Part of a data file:
=====

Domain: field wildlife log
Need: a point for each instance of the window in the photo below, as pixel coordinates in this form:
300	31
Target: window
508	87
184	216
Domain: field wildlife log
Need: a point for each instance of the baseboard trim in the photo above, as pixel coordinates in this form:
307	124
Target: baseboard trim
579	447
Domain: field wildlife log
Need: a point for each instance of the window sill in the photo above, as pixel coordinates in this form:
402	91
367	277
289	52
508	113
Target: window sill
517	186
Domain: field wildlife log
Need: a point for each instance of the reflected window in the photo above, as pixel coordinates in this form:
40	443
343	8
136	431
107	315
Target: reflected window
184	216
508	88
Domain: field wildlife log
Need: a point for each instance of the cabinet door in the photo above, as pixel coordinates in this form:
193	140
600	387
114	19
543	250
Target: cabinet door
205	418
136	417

=====

=== Task instructions ===
Please reproduce every line of the material above exactly.

=== Response ===
Domain: field wildlife log
Need: a point for each instance of the window in the photo below, as pixel coordinates in this form:
300	31
Target: window
508	87
184	216
Domain: field wildlife log
Need: a point for each instance of the baseboard trim in the photo above, as pixel coordinates in this form:
307	124
Target: baseboard trim
579	447
Domain: field wildlife log
Need: a point for each instance of the window sill in the photo above, as pixel coordinates in this form:
402	91
367	277
289	52
508	113
Target: window sill
517	186
Domain: field wildlife log
Need: a point for each instance of the reflected window in the photo above, as pixel coordinates in this form:
40	443
343	8
136	431
107	315
Target: reflected window
184	216
508	88
Domain: field wildlife log
Need: a point for each instance of the cabinet door in the photo above, as pixel coordinates in this form:
193	140
600	387
114	19
543	250
Target: cabinet door
205	418
136	417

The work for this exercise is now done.